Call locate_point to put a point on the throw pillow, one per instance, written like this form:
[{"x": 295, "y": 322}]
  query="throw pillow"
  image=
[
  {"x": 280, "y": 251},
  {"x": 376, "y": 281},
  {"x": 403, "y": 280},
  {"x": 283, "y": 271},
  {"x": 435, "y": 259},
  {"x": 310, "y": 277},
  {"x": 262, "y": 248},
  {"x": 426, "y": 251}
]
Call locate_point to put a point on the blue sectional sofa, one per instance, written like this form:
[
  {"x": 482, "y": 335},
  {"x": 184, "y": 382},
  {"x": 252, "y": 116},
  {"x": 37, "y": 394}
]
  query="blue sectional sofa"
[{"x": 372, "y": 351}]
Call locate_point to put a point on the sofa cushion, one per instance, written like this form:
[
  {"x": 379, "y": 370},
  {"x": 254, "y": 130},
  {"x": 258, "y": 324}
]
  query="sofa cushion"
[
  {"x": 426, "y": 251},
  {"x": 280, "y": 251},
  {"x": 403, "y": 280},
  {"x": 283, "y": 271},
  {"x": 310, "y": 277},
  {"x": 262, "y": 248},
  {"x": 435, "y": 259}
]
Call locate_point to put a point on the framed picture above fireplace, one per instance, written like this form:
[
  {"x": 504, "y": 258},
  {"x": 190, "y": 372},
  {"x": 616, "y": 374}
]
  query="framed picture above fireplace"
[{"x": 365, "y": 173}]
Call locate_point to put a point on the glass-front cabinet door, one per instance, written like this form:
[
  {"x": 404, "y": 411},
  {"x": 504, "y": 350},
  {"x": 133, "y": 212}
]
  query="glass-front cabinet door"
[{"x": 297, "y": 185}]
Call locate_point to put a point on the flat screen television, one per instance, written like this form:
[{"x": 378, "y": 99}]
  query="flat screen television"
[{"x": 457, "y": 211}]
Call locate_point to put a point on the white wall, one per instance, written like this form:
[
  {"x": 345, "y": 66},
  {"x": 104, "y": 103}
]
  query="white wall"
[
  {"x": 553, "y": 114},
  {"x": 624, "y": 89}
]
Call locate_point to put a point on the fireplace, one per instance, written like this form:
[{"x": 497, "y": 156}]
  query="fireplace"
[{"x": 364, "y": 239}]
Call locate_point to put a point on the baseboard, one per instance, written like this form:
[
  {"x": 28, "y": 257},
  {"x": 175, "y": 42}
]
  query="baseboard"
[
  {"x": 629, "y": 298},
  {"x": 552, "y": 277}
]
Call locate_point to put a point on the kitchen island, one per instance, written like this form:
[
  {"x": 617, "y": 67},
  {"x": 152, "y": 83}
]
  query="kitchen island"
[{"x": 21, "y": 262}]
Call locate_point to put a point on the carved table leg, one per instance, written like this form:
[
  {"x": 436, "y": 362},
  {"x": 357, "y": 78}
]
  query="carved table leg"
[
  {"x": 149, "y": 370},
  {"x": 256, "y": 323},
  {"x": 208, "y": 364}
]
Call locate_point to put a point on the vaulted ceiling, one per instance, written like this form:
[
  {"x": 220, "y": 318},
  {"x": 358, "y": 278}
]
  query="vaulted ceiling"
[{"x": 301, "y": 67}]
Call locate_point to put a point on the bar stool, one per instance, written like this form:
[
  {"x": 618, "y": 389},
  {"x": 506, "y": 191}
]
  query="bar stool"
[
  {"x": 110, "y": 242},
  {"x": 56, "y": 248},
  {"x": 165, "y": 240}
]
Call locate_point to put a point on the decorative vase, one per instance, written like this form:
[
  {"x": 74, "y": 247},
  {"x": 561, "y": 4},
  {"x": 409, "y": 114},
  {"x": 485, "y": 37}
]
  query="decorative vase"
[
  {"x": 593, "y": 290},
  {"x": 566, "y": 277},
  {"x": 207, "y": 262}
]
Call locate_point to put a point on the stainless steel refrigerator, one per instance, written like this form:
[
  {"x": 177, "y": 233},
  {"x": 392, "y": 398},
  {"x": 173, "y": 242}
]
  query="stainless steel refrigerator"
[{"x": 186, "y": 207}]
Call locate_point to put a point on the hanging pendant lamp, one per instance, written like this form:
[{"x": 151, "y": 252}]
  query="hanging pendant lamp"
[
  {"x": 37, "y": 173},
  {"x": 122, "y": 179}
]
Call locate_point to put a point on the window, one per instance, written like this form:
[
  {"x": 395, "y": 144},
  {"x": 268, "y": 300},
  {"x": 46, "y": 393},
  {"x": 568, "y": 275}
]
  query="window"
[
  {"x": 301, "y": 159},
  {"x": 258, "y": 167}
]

....

What to produce –
Reproduce every line in the records above that contains the word "pillow".

Exercise solution –
Call locate_point to put a point on the throw pillow, one per instance, written like this form:
  query="throw pillow"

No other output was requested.